┌────────

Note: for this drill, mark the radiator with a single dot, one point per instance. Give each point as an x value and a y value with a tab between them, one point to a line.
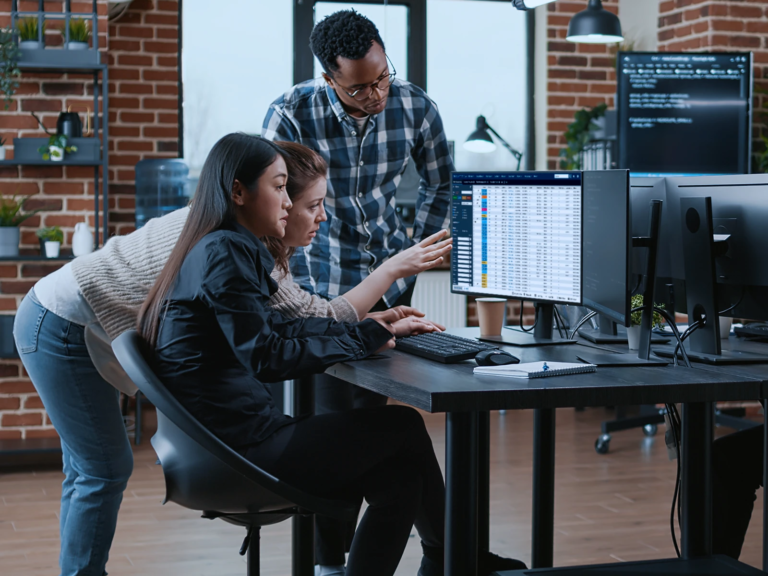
433	297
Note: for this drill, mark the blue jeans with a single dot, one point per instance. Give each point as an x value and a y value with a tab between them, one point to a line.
85	411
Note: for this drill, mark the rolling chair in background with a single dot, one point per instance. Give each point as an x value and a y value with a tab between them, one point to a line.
202	473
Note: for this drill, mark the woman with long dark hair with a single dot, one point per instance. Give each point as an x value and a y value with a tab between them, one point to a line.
216	341
63	330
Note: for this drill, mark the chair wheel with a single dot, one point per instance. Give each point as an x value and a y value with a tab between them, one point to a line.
650	429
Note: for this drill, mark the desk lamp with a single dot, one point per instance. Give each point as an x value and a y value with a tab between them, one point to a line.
480	141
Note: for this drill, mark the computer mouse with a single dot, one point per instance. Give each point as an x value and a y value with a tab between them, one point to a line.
495	358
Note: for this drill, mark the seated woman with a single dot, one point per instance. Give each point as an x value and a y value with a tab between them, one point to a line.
216	341
307	188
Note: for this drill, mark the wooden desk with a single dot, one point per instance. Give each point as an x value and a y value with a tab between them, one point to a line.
465	398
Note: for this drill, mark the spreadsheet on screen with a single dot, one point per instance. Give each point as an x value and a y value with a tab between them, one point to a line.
517	235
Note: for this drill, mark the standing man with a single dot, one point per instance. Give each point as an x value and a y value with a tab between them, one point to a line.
367	124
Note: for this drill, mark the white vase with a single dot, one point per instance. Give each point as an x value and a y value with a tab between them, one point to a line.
725	327
9	241
633	337
82	240
52	249
56	153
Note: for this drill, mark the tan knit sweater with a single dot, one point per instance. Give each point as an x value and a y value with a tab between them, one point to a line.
115	280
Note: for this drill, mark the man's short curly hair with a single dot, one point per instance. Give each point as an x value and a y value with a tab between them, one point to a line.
345	33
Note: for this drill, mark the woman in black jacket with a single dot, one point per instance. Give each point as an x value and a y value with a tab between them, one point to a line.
216	342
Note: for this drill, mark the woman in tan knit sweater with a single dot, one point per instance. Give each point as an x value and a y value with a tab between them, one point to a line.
63	331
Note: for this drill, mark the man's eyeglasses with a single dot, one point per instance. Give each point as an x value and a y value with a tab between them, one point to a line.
381	84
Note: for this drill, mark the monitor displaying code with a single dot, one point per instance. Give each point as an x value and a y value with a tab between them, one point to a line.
684	113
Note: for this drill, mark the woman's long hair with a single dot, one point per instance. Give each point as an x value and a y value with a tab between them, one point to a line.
234	157
305	167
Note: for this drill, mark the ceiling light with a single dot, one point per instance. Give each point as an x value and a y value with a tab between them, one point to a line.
529	4
595	25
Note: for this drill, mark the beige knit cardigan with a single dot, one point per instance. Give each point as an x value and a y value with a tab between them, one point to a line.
115	280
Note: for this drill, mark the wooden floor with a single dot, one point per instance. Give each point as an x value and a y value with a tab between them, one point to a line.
608	508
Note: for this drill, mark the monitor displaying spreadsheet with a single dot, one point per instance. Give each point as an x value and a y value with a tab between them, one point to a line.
517	235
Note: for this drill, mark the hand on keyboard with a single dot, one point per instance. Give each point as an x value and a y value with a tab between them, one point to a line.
411	326
442	347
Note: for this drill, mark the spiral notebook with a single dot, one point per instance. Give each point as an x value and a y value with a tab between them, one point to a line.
535	369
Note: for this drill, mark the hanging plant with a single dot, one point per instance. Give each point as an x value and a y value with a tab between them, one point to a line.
9	69
578	134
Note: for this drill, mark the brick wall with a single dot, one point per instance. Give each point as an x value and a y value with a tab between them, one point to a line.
720	26
580	75
143	105
141	51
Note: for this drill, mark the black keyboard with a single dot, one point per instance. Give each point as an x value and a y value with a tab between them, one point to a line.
442	347
758	330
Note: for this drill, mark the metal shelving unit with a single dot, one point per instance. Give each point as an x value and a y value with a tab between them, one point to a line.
77	62
35	451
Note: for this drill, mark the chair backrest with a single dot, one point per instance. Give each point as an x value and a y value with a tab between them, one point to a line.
201	472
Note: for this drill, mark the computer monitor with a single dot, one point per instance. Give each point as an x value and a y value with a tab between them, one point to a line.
607	262
518	235
684	113
607	234
716	231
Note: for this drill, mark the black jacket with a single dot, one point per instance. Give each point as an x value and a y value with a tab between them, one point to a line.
218	341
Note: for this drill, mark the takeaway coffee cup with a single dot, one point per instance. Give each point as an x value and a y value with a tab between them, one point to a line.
491	313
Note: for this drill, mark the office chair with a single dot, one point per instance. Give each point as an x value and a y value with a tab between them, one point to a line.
202	473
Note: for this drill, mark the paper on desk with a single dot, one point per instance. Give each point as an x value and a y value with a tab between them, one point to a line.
535	369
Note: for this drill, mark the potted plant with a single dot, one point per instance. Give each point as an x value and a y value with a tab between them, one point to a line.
79	33
636	318
52	237
9	69
56	147
12	214
29	29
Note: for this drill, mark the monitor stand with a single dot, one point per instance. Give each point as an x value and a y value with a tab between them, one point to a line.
699	251
724	358
541	335
611	333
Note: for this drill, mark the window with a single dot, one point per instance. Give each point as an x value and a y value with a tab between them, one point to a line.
476	64
237	59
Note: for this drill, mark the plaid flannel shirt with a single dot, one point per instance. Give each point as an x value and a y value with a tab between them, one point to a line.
363	229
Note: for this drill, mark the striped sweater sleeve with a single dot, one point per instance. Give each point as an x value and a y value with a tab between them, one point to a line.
293	302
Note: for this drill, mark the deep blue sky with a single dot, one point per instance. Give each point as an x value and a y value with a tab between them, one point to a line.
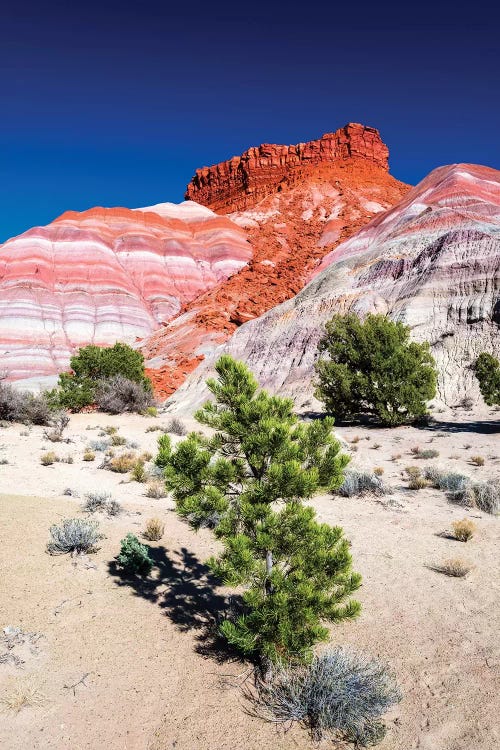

└────────

Description of the task:
Output the line that contains "Note: for this drill, mark the window" and every subsequent line through the end of the entries, exactly as given, without pictures.

Written response:
Note: for this drill, mark the window with a single dot, one point per instance. Give each point as an x value and a y value with a tab between them, one point to a line.
476	64
237	59
Note: for this drill, mark the plaid flannel shirt with a single dot, one point per instance. Give each point as an x value and a y value with a tab between them, one point to a line.
363	229
Note: for this drill, mark the striped sweater sleeve with a single dot, one point per instance. Give each point as an x value and a y value with a tab between them, one point to a line.
293	302
Note: for this drill, mark the deep blue sky with a single dot, one point per instance. Give each point as an x value and a y value with a tab between them, one point to a line.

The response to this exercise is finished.